Reproduce all the material verbatim, down to the last line.

:::::

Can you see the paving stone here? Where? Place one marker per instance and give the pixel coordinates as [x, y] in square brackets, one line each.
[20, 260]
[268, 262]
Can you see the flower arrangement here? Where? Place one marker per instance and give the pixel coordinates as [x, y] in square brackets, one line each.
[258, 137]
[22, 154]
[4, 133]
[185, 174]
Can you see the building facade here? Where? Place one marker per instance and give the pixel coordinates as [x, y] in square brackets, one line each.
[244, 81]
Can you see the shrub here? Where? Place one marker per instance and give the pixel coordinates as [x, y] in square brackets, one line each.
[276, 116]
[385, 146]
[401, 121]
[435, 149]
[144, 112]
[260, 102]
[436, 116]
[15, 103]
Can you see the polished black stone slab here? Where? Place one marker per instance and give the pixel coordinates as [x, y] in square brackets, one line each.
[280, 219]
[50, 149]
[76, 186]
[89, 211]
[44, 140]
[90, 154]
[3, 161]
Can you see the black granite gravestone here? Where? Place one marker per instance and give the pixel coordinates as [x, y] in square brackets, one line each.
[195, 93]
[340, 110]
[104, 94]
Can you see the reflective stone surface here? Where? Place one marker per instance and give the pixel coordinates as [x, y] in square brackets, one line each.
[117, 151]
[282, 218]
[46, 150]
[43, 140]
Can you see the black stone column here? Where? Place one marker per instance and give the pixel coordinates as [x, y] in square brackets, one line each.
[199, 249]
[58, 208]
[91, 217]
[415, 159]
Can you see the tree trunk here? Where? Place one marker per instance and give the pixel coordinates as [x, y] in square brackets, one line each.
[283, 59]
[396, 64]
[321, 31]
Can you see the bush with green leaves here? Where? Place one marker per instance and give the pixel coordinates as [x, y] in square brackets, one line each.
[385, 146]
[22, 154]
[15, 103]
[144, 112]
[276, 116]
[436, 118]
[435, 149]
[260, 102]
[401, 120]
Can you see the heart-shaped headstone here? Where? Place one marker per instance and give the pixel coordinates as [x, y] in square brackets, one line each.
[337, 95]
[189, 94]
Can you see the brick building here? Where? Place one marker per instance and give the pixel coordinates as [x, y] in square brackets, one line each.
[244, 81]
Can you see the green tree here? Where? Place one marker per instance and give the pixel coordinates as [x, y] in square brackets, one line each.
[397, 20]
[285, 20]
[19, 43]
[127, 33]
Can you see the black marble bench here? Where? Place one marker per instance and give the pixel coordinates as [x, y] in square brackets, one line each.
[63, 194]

:::::

Reply to the task.
Can you see the paving stone here? Where? Place one marker per instance and give the pixel coordinates as [x, y] in square brackets, one line each.
[20, 260]
[268, 262]
Can you see the flower arrangement here? Where? Place one marker per instance and give the pixel coordinates as [x, y] in square brackets, one line each.
[258, 137]
[22, 154]
[4, 133]
[185, 174]
Can you see the building facade here? Where? Place one marker per instance and give the pixel coordinates as [x, y] in square brackets, one line each.
[244, 81]
Can you see the shrub here? Where? Place one marker per instance and give the pixel coordinates as [x, y] in square brackets, one line each.
[276, 116]
[385, 146]
[401, 121]
[435, 149]
[144, 112]
[260, 102]
[436, 116]
[15, 103]
Can you see the polished black stone slab here? Where? Place one marker per instance and give the pixel coordinates as [x, y] in square brackets, one line each.
[280, 219]
[50, 149]
[76, 186]
[89, 211]
[44, 140]
[90, 154]
[3, 161]
Can you see the black granite gravestone here? Where? Place one marker per instance and give the pixel coordinates as [x, y] in square brackets, one line each.
[195, 93]
[340, 110]
[104, 94]
Can you see the reflective stone surface here? Where? Place one marker per instance and give the pixel coordinates as [x, y] in square brackets, one line each.
[117, 151]
[282, 218]
[46, 150]
[43, 140]
Can you see the black stone column here? Where? Place one marker per instance and give the pixel coordinates as [x, y] in square brackets, one line each.
[199, 249]
[58, 208]
[91, 217]
[415, 159]
Can you see the tree trunk here? Where? Place one marker per instance and give the pixel coordinates as [x, y] in square brackets, one line each.
[283, 59]
[396, 64]
[321, 31]
Can you see the bush with green leaves here? Where? Place one marker per instance and give the pixel coordinates as [x, y] in square brackets, one line each.
[385, 146]
[22, 154]
[15, 103]
[144, 112]
[276, 116]
[436, 118]
[435, 149]
[260, 102]
[401, 120]
Can you see the heart-shaped headstone here? Where? Place one marker per instance and give the pixel coordinates as [x, y] in square brackets, one line each.
[337, 95]
[189, 94]
Can you see the brick building here? Where? Place one marker per instance and give the pixel coordinates as [x, y] in square brackets, one line each.
[244, 81]
Can you see the green tree here? Where? Place one marker per instance and give the pixel coordinates as [x, y] in square brackets, one line each.
[397, 20]
[285, 20]
[19, 43]
[127, 33]
Can you see the black marble bench here? Where? Place one marker per instance and give the pixel coordinates as [x, y] in square brackets, one line each.
[63, 194]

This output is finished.